> The task
Find the line containing "Spot the gutter". Reproduce it and every line after it up to the end of the records, exactly as written.

********************

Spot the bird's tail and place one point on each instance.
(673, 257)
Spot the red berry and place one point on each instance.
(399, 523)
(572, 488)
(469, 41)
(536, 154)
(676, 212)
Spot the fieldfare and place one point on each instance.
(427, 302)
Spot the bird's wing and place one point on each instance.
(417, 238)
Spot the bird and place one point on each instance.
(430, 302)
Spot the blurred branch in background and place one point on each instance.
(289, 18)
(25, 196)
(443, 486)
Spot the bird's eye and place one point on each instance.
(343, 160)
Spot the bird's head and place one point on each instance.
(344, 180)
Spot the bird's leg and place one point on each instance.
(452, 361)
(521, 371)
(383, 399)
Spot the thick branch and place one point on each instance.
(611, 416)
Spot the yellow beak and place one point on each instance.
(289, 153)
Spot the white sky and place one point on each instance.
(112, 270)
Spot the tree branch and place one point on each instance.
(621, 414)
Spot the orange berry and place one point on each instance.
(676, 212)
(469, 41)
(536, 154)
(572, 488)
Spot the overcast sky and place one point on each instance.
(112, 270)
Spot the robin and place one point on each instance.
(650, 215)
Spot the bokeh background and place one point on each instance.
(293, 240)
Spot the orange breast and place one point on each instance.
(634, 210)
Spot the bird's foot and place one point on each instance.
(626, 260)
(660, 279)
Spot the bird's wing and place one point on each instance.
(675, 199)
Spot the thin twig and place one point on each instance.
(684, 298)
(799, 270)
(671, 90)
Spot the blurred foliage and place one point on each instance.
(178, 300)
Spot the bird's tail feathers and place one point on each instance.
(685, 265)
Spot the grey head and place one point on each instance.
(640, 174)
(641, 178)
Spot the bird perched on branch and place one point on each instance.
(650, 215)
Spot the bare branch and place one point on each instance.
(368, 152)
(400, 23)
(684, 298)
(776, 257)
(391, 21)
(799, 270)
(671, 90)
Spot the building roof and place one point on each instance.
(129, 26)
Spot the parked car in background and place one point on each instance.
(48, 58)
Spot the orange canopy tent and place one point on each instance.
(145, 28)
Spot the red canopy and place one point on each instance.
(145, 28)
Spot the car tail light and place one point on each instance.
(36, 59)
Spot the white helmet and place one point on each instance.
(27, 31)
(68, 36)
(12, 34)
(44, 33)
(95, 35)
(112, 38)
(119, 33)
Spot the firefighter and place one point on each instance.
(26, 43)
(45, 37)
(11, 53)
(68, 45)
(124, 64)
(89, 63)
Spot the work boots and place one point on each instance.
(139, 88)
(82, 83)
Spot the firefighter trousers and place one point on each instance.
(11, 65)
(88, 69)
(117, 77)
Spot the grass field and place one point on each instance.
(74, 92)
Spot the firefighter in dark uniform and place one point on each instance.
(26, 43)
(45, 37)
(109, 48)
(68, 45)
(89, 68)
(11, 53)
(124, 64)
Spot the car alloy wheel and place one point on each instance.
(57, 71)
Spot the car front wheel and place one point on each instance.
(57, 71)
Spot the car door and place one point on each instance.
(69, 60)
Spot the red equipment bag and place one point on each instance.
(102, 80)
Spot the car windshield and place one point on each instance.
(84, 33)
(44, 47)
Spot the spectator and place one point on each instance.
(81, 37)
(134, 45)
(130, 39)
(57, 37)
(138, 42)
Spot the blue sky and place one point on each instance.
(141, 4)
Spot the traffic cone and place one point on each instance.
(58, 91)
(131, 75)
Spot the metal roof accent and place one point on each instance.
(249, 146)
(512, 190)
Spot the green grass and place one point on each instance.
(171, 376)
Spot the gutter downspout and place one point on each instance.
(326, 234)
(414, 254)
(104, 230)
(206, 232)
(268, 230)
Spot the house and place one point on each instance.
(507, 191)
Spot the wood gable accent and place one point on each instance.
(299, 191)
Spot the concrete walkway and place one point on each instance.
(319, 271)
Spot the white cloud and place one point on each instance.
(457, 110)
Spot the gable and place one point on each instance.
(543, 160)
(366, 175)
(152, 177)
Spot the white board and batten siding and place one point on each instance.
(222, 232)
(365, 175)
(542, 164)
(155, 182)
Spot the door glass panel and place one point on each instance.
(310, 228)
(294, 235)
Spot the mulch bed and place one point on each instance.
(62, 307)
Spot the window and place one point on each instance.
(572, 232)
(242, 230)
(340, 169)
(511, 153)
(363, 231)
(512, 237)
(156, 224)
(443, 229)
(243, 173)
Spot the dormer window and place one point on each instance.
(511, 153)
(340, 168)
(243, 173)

********************

> Result of this task
Spot the gutter downspout and place one point on each instance.
(326, 234)
(414, 254)
(104, 230)
(206, 232)
(268, 230)
Spot the house and place one point on each instance.
(507, 191)
Spot the wood gable accent and place one point on each instance.
(299, 191)
Spot the concrete walkway and place one point on each instance.
(319, 271)
Spot the white cloud and place one point on each instance.
(457, 110)
Spot the gable and place one point on each instance.
(543, 160)
(366, 175)
(152, 177)
Spot the white board and batten siding and place one point on each instance.
(222, 232)
(365, 175)
(542, 164)
(155, 182)
Spot the door glass panel and place one point on each instance.
(310, 228)
(294, 235)
Spot the mulch bed and place one point on each instance.
(62, 307)
Spot the window and place one point on each instance.
(572, 232)
(242, 230)
(340, 169)
(511, 153)
(363, 231)
(512, 237)
(156, 224)
(443, 229)
(243, 173)
Spot the dormer window and place one point on each instance.
(511, 153)
(340, 168)
(243, 173)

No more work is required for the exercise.